Parts of the exercise:
- 1) In the Metal Hammer post, what is the name of the column in which readers' questions were printed?
- 2) Shift every point coordinate by 118 in the rows, starting with the line containing "Target: river" and going on through the end of the rows. Write out only those lines in full, leaving everything except the point coordinates unchanged.
--- start of Text excerpt ---
*waves at evil_weasel* August Metal Hammer w/ Dave Grohl on the cover.



This is a column they do called "Spanish Inquisition". At their site there is a link you click on to send in a quesiton for a particular band. Several months ago it was Type O. I sent in a question AND THEY PRINTED IT WITH MY NAME!!! WHOOHOO!!! I was the only one from the USA to get a question printed looks like!! :-D (Compared to the other ones, mine was rather boring actually, wished I'd asked something stupid! LOL) Note: The Random Pete Generator (RPG) are oviously fake answers. The Spanish Inquisition - You ask, they sulk. "I'm not doing any fucking stupid interview," snarled Type O frontman Pete Steele. So we went ahead and used a Random Pete generator for his quotes anyway! Yes, dear readers,
Josh answered all your questions but Pete went off to his room in a big strop. Bullshit detector: Cardinal Swells.


1) Since you guys are constantly referred to as a 'goth metal' act, I wondered if were actually like the Sisters of Mercy or Fields of the Nephilim etc. --Daniel C., Leicester
Josh:
Why don't you sit closer. I have a very low voice.
MH:
Ok!
Josh:
Be sociable. How are you?
MH:
I'm fine! How are you?
Josh:
I'm ok! I think people refer to us as goth metal act simply b/c there are elements of both of those things but I don't really care what people refer to us as.
--- end of Text excerpt ---
--- start of Records supplied ---
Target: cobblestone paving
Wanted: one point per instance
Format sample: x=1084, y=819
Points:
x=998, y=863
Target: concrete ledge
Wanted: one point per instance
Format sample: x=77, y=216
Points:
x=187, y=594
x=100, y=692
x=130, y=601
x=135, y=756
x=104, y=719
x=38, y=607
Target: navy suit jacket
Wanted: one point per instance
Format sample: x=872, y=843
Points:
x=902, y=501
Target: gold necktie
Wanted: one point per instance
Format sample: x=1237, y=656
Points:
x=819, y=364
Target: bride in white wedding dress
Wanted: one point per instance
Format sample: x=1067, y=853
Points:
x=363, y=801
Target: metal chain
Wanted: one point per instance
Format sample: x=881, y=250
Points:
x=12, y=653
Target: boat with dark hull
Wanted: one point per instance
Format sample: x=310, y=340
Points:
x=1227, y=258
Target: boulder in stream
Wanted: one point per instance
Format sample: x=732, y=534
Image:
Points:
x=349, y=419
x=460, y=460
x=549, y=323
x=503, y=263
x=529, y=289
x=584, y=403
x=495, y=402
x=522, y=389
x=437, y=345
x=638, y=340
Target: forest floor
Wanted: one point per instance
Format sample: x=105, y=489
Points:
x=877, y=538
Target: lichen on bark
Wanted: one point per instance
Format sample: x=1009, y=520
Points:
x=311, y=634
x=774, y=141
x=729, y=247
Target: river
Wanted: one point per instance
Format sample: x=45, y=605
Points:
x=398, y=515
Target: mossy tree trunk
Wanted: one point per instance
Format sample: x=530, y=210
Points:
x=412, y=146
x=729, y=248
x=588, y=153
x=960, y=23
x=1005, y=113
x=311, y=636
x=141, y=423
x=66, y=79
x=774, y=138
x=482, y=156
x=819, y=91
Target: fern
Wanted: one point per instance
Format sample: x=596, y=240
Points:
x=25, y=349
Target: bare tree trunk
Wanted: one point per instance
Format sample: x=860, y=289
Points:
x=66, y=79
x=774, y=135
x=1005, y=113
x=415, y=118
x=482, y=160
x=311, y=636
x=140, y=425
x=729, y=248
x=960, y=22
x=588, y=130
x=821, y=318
--- end of Records supplied ---
The responses:
- 1) "Spanish Inquisition"

- 2)
Target: river
Wanted: one point per instance
Format sample: x=45, y=605
Points:
x=516, y=633
Target: mossy tree trunk
Wanted: one point per instance
Format sample: x=530, y=210
Points:
x=530, y=264
x=847, y=366
x=706, y=271
x=1078, y=141
x=1123, y=231
x=429, y=754
x=259, y=541
x=184, y=197
x=892, y=256
x=600, y=274
x=937, y=209
Target: fern
Wanted: one point per instance
Format sample: x=596, y=240
Points:
x=143, y=467
Target: bare tree trunk
Wanted: one point per instance
Format sample: x=860, y=289
Points:
x=184, y=197
x=892, y=253
x=1123, y=231
x=533, y=236
x=600, y=278
x=429, y=754
x=258, y=543
x=847, y=366
x=1078, y=140
x=706, y=248
x=939, y=436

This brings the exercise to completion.